Reading passage:
Start

Reputation: 2387
I am running into some weird errors using the LassoCV() regressor in combination with a grouped cross-validation object.
More specific, having dataframe df
and target column y
, I would like to perform LeaveOneGroupOut() cross-validation. If I run the following:
df = np.random.rand(100,50)
y = np.random.rand(100)
logo = LeaveOneGroupOut()
groups = np.random.randint(0,10,100)
lassoCV = linear_model.LassoCV(eps=0.0001, n_alphas=400, max_iter=200000, cv=logo, normalize=False, random_state=9) `
Running:
lassoCV.fit(df,y)
results in the error: ValueError: The 'groups' parameter should not be None.
If I run:
lassoCV.fit(df,y,groups)
I get the error: TypeError: fit() takes 3 positional arguments but 4 were given
.
Seems to me that the second option would be the way to go. Did I implement something wrong? Or is this a bug in scikit-learn?

End

Exercise brief: Pick up the forum post about LassoCV and grouped cross-validation after its last sentence and keep writing it.

(Stored records)
Start

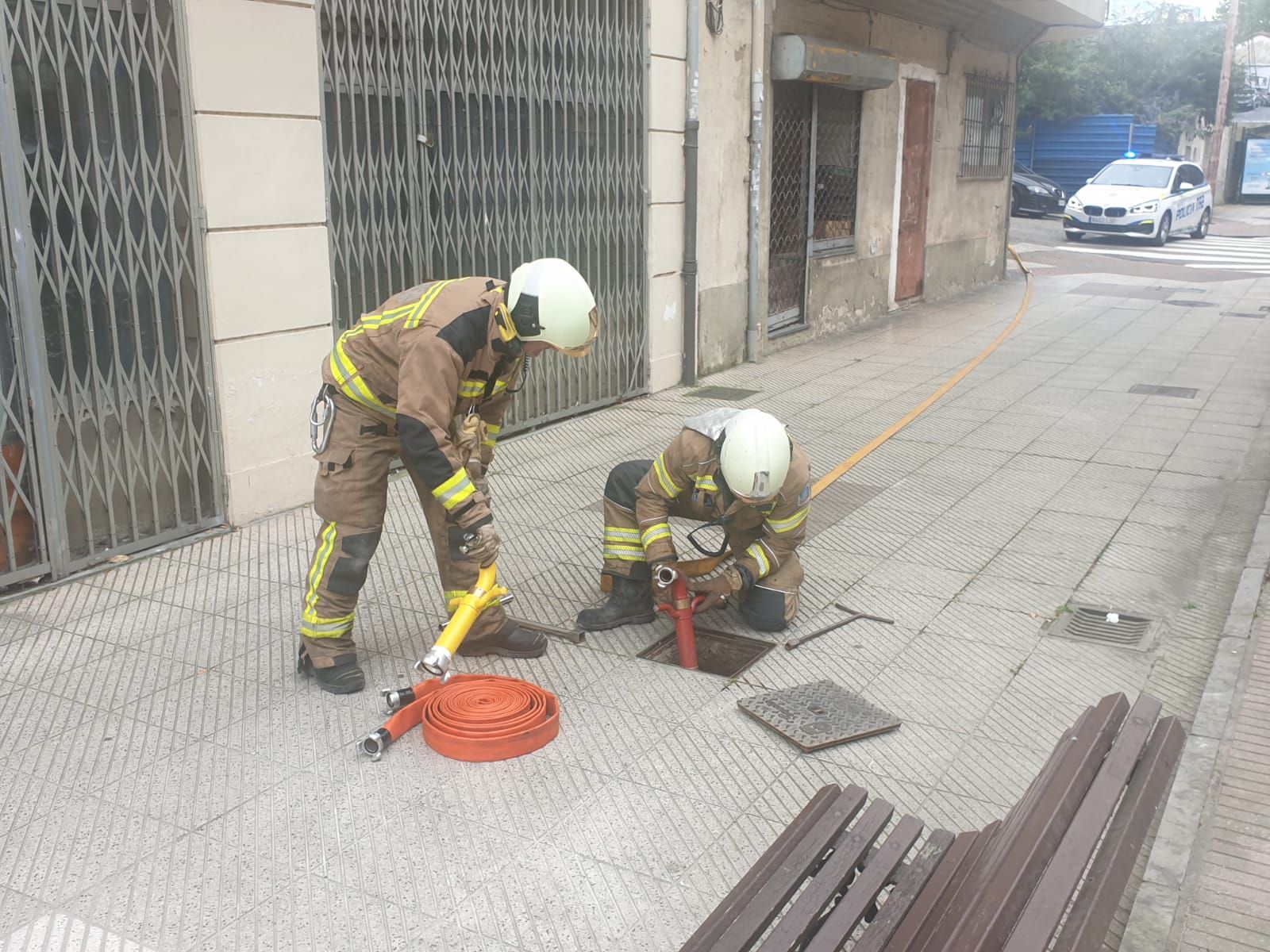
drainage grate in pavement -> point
(1090, 624)
(722, 393)
(718, 651)
(1157, 390)
(818, 715)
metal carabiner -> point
(321, 419)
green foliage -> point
(1164, 71)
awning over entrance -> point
(836, 63)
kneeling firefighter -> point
(429, 378)
(736, 469)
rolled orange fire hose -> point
(469, 716)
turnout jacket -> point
(425, 359)
(689, 469)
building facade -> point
(200, 194)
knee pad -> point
(622, 480)
(348, 575)
(765, 609)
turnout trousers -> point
(770, 605)
(351, 497)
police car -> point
(1146, 198)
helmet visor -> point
(584, 347)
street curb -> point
(1155, 911)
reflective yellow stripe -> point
(351, 382)
(654, 532)
(664, 476)
(317, 628)
(626, 554)
(791, 524)
(319, 568)
(757, 552)
(455, 490)
(421, 309)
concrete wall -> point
(667, 112)
(257, 89)
(965, 219)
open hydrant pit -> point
(718, 651)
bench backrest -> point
(1007, 886)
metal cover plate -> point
(818, 715)
(722, 393)
(1156, 390)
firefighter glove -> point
(718, 588)
(483, 549)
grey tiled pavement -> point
(167, 782)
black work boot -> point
(629, 603)
(344, 678)
(508, 641)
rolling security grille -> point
(463, 139)
(787, 253)
(114, 367)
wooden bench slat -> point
(753, 881)
(1064, 873)
(992, 896)
(924, 918)
(1095, 907)
(914, 879)
(802, 918)
(803, 861)
(860, 896)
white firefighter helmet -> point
(755, 457)
(552, 302)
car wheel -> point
(1202, 228)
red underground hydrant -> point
(681, 611)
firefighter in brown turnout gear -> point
(734, 469)
(427, 378)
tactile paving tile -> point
(818, 715)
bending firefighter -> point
(734, 469)
(427, 378)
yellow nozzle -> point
(468, 608)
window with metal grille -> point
(986, 127)
(836, 120)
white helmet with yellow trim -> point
(755, 456)
(552, 302)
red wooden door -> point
(914, 188)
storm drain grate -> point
(818, 715)
(722, 393)
(1102, 626)
(718, 651)
(1157, 390)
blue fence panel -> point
(1075, 150)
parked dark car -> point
(1034, 194)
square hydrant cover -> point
(818, 715)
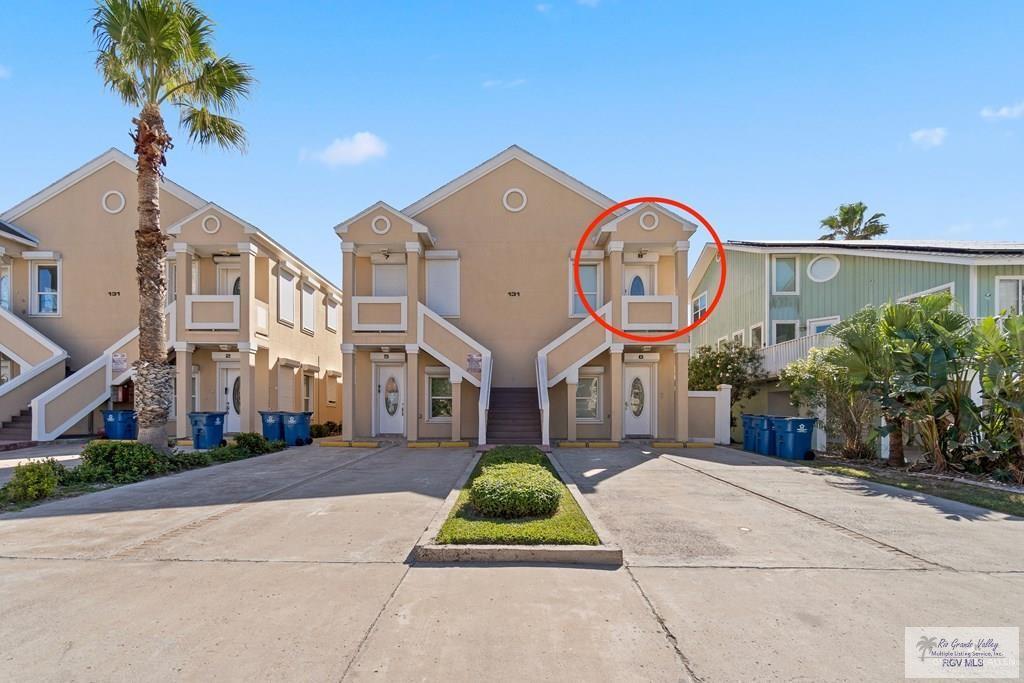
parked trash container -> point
(793, 437)
(120, 424)
(750, 432)
(208, 429)
(765, 437)
(297, 428)
(273, 425)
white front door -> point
(229, 398)
(390, 399)
(639, 396)
(228, 280)
(638, 281)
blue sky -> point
(764, 118)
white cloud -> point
(927, 138)
(497, 83)
(1006, 112)
(349, 151)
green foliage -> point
(515, 489)
(739, 367)
(822, 381)
(255, 443)
(848, 223)
(160, 51)
(121, 462)
(567, 525)
(33, 481)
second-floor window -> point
(784, 275)
(45, 288)
(442, 286)
(590, 278)
(308, 308)
(698, 307)
(286, 296)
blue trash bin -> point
(273, 426)
(120, 424)
(750, 432)
(765, 437)
(297, 428)
(793, 437)
(208, 429)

End

Expected output:
Upvotes: 1
Views: 1297
Reputation: 10427
The groups
error refers to the parameter in your LeaveOneGroupOut
's split method. Per the documentation referenced here, the cv
argument should be an iterable that yields train/test splits. Therefore, you just need to create the generator object using the split
method.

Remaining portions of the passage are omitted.